* Begin DATA SHOWN *
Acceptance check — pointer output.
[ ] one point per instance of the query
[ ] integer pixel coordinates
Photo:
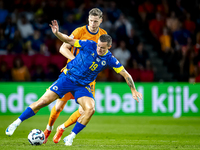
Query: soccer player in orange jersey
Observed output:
(89, 32)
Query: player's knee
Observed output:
(59, 109)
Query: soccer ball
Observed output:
(36, 137)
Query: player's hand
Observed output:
(54, 26)
(136, 94)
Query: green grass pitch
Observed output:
(110, 132)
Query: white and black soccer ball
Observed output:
(36, 137)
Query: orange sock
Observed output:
(53, 116)
(72, 119)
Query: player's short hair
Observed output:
(96, 12)
(106, 38)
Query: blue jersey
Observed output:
(84, 68)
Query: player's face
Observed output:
(102, 47)
(94, 23)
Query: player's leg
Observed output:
(48, 97)
(55, 112)
(71, 120)
(88, 106)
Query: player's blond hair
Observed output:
(96, 12)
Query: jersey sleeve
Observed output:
(76, 34)
(115, 64)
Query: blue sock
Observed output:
(26, 114)
(78, 127)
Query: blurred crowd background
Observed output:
(155, 40)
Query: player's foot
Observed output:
(69, 139)
(11, 129)
(46, 134)
(58, 135)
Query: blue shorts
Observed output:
(64, 85)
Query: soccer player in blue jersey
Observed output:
(82, 70)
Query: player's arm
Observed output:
(63, 37)
(131, 84)
(65, 51)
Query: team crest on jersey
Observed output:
(55, 88)
(103, 62)
(98, 60)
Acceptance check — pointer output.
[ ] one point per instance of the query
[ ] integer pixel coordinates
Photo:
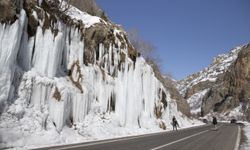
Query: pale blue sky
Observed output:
(187, 33)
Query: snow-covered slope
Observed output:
(208, 90)
(74, 77)
(219, 65)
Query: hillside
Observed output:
(68, 76)
(222, 87)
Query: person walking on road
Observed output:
(174, 123)
(215, 122)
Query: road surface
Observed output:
(196, 138)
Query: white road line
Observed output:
(159, 147)
(237, 144)
(109, 141)
(104, 142)
(96, 143)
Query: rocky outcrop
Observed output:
(169, 84)
(231, 88)
(226, 83)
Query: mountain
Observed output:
(67, 76)
(221, 88)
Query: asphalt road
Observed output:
(197, 138)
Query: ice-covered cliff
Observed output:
(67, 76)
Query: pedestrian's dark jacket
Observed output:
(214, 120)
(175, 123)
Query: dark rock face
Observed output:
(8, 11)
(174, 93)
(89, 6)
(232, 87)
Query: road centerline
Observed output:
(188, 137)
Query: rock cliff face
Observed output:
(62, 68)
(226, 84)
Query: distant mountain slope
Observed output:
(221, 87)
(67, 76)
* End DATA SHOWN *
■ WHAT YOU SHOULD DO: Copy out every line of the data above verbatim, leaving out the pictures.

■ EXPECTED OUTPUT:
Acceptance check — pointer output.
[ ] one point per instance of the query
[ ] integer pixel coordinates
Photo:
Query: soccer player in orange jersey
Observed output:
(89, 32)
Query: player's knee
Observed output:
(59, 109)
Query: soccer ball
Observed output:
(36, 137)
Query: player's hand
Observed output:
(54, 26)
(136, 94)
Query: green grass pitch
Observed output:
(110, 132)
Query: white and black soccer ball
Observed output:
(36, 137)
Query: orange sock
Observed output:
(53, 116)
(72, 119)
Query: player's short hair
Observed output:
(96, 12)
(106, 38)
Query: blue jersey
Observed output:
(84, 68)
Query: player's face
Observed output:
(102, 47)
(94, 23)
Query: player's leg
Observed output:
(48, 97)
(55, 112)
(71, 120)
(88, 106)
Query: player's blond hair
Observed output:
(96, 12)
Query: jersey sleeve
Observed output:
(76, 34)
(115, 64)
Query: blue sock
Observed output:
(26, 114)
(78, 127)
Query: blurred crowd background
Observed output:
(155, 40)
Query: player's foot
Observed output:
(69, 139)
(11, 129)
(46, 134)
(58, 135)
Query: blue shorts
Observed output:
(64, 85)
Query: soccer player in blue jersey
Observed output:
(82, 70)
Query: player's arm
Observed output:
(63, 37)
(131, 84)
(65, 51)
Query: team crest on jersey
Observed output:
(55, 88)
(103, 62)
(98, 60)
Acceptance check — pointer output.
[ ] one point per instance of the query
[ ] integer pixel coordinates
Photo:
Query: pale blue sky
Observed output:
(187, 33)
Query: snow-covered slope
Observed output:
(208, 90)
(74, 77)
(219, 65)
Query: hillside
Observed output:
(68, 76)
(222, 87)
Query: person walking on road
Observed output:
(174, 123)
(215, 122)
Query: road surface
Observed output:
(196, 138)
Query: white road line
Observed output:
(159, 147)
(237, 144)
(109, 141)
(104, 142)
(96, 143)
Query: rocky outcrop
Observed output:
(169, 84)
(231, 88)
(226, 83)
Query: mountain
Observed output:
(67, 76)
(221, 88)
Query: asphalt road
Observed output:
(197, 138)
Query: ice-covered cliff
Observed output:
(67, 76)
Query: pedestrian's dark jacket
Observed output:
(214, 120)
(175, 123)
Query: dark rock face
Observed output:
(8, 11)
(174, 93)
(89, 6)
(232, 87)
Query: road centerline
Observed output:
(188, 137)
Query: rock cliff face
Observed output:
(62, 68)
(226, 84)
Query: distant mountain slope
Observed output:
(221, 87)
(67, 76)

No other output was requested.